EXERCISE →
Transcribe the full listing with no word altered.

MATERIAL PROVIDED →

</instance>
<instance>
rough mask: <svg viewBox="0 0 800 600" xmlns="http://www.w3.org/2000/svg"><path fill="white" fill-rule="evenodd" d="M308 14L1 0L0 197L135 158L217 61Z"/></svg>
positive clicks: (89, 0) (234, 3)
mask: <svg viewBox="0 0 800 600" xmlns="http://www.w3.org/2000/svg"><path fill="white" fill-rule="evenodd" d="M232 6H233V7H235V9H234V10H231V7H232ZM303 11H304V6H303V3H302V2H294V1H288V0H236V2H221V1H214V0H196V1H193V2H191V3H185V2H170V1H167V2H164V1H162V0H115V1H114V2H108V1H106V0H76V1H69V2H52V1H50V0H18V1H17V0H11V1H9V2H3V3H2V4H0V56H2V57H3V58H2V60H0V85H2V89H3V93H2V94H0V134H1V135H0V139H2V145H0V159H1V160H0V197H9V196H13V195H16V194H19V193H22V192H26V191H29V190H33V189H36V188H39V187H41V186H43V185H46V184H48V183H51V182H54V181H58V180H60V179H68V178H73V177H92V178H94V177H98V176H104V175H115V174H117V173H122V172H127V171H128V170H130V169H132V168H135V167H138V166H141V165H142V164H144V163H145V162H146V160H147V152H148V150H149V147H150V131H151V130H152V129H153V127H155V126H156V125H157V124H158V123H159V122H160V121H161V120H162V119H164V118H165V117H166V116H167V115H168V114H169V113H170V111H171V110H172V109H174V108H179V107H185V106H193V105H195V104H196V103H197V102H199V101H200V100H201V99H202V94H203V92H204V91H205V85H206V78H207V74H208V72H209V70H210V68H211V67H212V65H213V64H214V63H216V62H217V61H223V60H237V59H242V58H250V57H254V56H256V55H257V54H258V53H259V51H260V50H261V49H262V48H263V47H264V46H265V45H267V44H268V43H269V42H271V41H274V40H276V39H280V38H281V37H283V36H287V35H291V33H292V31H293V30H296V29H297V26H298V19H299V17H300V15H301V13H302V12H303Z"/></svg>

SOLUTION FOR THIS PROBLEM →
</instance>
<instance>
rough mask: <svg viewBox="0 0 800 600" xmlns="http://www.w3.org/2000/svg"><path fill="white" fill-rule="evenodd" d="M308 14L1 0L0 197L135 158L217 61Z"/></svg>
positive clicks: (89, 0) (234, 3)
mask: <svg viewBox="0 0 800 600" xmlns="http://www.w3.org/2000/svg"><path fill="white" fill-rule="evenodd" d="M232 6H233V7H235V9H234V10H231V7H232ZM303 11H304V6H303V3H302V2H294V1H288V0H236V2H221V1H214V0H196V1H193V2H191V3H185V2H170V1H167V2H164V1H162V0H115V1H114V2H108V1H106V0H76V1H69V2H52V1H50V0H18V1H17V0H11V1H9V2H3V3H2V4H0V56H2V57H3V58H2V60H0V85H2V89H3V93H2V94H0V134H1V135H0V139H2V145H0V159H1V160H0V197H9V196H13V195H16V194H19V193H22V192H26V191H29V190H33V189H36V188H39V187H41V186H43V185H46V184H48V183H51V182H54V181H58V180H60V179H68V178H73V177H92V178H94V177H98V176H104V175H115V174H117V173H122V172H127V171H128V170H130V169H132V168H135V167H138V166H141V165H142V164H144V163H145V162H146V160H147V152H148V150H149V147H150V131H151V130H152V129H153V127H155V126H156V125H157V124H158V123H159V122H160V121H161V120H162V119H164V118H165V117H166V116H167V115H168V114H169V113H170V111H171V110H172V109H174V108H179V107H185V106H193V105H195V104H196V103H197V102H199V101H200V100H201V99H202V94H203V92H204V91H205V85H206V78H207V74H208V72H209V70H210V68H211V67H212V65H213V64H214V63H216V62H217V61H223V60H237V59H242V58H250V57H254V56H256V55H257V54H258V53H259V51H260V50H261V49H262V48H263V47H264V46H265V45H267V44H268V43H269V42H271V41H274V40H276V39H280V38H281V37H283V36H287V35H291V33H292V31H293V30H296V29H297V26H298V19H299V17H300V15H301V13H302V12H303Z"/></svg>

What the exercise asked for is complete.